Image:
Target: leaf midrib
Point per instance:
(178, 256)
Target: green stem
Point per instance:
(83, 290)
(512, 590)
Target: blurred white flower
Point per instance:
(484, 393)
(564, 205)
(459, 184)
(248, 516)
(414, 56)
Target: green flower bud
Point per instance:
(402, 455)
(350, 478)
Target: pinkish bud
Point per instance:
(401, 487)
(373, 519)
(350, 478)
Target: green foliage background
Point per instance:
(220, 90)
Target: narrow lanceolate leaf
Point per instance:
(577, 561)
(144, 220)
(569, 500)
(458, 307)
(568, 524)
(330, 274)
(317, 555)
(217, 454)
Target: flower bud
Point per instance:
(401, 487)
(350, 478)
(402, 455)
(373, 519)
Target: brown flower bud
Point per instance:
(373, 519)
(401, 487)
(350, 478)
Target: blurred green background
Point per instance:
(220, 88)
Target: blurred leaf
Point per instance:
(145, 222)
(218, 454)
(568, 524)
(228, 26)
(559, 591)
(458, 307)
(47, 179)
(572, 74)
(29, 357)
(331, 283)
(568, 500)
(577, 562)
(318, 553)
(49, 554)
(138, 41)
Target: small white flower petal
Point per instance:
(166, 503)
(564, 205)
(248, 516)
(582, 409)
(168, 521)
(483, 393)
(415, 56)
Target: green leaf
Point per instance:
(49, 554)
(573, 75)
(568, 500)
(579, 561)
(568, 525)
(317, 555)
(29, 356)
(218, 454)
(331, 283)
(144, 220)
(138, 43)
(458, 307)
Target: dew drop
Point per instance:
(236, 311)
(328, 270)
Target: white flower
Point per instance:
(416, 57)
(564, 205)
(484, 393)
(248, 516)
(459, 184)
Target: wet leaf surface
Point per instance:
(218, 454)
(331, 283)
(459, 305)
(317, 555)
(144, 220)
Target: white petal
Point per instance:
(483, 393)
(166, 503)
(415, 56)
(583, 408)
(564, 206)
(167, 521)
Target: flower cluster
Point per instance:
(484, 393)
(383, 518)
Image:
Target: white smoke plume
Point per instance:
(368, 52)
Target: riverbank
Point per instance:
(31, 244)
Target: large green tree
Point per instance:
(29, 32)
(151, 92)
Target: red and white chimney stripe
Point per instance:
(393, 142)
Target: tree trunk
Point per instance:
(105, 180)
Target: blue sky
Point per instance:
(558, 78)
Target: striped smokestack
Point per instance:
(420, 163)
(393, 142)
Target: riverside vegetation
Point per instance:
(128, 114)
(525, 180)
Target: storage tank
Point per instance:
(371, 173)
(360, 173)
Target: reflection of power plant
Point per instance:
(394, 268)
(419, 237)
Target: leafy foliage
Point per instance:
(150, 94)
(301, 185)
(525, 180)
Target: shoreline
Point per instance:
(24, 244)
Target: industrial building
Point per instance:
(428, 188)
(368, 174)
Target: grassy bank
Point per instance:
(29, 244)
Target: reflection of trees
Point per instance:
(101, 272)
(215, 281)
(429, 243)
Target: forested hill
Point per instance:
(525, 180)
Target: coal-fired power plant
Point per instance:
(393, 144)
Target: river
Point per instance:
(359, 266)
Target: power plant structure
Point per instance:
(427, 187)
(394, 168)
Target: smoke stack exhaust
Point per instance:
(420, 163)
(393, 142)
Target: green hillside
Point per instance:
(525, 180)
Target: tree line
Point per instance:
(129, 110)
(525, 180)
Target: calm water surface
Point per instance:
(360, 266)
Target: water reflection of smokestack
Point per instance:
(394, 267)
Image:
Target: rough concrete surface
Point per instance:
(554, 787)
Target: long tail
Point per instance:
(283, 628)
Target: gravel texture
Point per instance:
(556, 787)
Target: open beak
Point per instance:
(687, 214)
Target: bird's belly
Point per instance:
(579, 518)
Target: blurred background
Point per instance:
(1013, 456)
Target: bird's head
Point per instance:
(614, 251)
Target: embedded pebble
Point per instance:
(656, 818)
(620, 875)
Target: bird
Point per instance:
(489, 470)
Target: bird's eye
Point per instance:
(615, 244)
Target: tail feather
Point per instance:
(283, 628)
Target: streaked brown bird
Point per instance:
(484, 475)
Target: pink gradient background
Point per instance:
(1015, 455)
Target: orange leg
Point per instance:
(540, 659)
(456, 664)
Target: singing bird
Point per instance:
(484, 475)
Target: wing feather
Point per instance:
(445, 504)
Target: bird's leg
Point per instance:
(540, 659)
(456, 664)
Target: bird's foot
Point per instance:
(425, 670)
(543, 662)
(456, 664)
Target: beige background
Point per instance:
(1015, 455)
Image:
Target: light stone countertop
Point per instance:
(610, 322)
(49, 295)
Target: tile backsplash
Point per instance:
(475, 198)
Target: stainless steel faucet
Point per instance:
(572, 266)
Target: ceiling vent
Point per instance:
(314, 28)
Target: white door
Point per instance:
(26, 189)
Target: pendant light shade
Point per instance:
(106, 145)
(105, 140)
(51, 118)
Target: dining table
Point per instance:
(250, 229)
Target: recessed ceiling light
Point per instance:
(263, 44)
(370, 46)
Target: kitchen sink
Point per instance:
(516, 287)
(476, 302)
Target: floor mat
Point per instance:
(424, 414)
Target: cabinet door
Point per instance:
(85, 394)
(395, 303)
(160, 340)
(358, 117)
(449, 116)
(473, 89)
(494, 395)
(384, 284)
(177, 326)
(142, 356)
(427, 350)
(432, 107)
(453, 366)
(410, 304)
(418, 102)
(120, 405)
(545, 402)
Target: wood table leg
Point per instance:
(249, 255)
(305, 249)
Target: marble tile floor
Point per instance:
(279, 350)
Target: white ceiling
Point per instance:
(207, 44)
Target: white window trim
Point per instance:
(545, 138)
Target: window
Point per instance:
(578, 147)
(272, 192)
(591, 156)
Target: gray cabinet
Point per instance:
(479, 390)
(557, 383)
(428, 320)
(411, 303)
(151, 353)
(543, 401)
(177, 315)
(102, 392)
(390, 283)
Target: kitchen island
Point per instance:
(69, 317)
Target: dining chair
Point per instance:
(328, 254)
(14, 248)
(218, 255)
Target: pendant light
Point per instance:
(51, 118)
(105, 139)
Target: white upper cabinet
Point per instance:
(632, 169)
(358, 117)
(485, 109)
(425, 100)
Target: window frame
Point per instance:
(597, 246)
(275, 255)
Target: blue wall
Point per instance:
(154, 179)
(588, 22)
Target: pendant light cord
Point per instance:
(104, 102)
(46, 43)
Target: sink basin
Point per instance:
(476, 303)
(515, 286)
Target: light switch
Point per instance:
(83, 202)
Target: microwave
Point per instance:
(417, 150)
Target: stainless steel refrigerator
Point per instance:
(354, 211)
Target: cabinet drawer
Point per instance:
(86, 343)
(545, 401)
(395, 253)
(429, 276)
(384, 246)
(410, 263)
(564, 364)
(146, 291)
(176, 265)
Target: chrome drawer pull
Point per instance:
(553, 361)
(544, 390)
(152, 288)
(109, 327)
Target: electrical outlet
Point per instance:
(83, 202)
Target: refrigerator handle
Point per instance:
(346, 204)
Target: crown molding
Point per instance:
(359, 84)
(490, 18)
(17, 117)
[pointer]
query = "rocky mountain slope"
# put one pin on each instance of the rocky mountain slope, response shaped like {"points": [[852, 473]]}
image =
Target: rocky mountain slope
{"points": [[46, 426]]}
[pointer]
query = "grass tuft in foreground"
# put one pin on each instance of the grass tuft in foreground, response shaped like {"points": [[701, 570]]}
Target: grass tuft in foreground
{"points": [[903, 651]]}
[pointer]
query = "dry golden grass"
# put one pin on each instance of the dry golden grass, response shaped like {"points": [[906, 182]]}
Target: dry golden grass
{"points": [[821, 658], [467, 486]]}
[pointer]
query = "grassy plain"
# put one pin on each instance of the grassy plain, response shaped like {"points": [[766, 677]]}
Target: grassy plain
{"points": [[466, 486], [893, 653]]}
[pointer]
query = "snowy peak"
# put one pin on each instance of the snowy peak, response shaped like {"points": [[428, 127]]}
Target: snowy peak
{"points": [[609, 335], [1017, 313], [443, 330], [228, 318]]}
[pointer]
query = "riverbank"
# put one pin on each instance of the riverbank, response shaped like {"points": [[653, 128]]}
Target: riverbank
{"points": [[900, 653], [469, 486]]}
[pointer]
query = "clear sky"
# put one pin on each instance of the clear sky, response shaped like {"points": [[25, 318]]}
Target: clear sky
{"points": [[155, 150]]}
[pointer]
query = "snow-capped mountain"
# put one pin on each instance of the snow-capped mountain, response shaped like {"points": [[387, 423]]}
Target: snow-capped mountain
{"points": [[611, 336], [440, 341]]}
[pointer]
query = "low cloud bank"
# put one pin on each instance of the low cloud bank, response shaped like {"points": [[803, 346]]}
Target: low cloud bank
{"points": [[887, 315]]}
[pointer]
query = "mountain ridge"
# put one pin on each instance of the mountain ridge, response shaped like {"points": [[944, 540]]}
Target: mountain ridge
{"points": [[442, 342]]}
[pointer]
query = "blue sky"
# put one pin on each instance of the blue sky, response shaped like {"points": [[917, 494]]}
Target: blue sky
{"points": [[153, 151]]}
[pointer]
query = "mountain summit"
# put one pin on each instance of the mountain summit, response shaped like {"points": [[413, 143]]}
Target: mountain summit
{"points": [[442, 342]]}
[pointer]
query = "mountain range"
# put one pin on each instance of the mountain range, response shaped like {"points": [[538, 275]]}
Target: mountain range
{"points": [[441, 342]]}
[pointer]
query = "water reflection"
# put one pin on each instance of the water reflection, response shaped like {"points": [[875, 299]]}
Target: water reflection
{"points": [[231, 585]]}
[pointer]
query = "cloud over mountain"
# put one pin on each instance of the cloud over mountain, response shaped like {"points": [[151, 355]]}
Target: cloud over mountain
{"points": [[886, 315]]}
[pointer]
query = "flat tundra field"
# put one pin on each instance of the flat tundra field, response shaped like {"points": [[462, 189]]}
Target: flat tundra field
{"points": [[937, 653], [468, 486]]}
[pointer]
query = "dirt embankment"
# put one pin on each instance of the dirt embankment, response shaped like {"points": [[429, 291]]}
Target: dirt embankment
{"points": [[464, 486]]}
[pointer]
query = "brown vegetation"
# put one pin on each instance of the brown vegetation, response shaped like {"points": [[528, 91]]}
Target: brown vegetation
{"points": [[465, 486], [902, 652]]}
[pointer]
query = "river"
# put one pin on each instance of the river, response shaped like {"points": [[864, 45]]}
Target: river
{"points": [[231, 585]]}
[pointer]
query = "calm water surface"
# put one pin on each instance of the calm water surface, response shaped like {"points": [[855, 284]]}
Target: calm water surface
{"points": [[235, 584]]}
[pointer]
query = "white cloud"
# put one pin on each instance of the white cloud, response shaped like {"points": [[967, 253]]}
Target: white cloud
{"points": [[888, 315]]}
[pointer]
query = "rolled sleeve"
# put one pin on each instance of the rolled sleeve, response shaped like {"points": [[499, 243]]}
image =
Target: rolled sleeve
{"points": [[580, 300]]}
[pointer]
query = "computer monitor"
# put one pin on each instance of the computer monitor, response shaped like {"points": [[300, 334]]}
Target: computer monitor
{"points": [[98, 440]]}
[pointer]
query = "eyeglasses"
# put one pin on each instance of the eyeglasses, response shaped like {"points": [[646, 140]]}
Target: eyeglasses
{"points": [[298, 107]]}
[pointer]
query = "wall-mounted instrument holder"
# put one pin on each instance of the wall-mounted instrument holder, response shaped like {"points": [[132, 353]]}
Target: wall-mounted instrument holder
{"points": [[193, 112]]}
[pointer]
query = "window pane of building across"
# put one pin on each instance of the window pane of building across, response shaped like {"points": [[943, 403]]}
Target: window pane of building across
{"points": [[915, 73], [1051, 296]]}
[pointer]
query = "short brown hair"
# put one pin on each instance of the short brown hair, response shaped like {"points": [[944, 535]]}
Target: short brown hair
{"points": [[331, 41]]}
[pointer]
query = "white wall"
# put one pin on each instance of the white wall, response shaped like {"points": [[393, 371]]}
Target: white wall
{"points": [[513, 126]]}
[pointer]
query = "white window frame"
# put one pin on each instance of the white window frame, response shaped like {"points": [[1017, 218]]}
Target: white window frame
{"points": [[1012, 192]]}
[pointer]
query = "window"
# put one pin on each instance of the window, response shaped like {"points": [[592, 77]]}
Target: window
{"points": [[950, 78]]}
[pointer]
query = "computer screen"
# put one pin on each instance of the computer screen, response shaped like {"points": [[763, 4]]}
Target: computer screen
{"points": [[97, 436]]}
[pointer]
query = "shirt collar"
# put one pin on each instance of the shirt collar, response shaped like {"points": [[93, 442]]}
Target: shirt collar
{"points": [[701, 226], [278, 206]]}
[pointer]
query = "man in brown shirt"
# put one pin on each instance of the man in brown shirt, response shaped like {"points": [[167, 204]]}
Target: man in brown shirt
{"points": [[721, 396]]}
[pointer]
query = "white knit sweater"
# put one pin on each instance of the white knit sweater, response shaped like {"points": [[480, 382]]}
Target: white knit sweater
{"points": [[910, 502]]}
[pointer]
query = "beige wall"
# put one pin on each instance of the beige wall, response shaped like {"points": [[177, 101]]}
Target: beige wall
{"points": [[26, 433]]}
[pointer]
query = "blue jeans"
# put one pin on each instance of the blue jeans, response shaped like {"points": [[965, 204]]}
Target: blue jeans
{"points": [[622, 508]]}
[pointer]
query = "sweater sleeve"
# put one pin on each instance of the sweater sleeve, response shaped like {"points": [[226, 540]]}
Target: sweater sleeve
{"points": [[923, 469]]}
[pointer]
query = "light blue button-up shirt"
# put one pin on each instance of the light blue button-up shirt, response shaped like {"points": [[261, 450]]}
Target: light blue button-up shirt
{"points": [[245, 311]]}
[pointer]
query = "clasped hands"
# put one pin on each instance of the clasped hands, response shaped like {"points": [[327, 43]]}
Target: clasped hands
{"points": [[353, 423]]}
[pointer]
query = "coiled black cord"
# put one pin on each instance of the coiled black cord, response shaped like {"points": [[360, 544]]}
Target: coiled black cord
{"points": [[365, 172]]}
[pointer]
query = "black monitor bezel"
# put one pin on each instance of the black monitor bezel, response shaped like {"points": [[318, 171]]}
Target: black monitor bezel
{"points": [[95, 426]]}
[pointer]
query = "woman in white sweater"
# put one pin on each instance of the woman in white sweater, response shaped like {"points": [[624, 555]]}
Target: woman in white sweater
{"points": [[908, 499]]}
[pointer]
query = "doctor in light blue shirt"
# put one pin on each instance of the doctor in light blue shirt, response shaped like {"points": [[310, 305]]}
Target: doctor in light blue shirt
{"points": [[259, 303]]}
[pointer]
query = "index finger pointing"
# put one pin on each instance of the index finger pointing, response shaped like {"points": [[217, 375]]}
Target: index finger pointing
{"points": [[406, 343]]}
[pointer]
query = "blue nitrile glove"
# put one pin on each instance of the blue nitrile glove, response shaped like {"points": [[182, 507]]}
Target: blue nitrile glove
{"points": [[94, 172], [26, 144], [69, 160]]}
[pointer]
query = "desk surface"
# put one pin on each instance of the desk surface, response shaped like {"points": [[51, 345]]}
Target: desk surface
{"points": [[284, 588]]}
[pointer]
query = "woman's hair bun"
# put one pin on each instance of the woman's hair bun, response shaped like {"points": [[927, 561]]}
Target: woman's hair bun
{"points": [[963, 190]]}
************
# What needs to be done
Copy every line of the material in which the word "tail" occurs.

# Solved problem
Target: long tail
Target: tail feather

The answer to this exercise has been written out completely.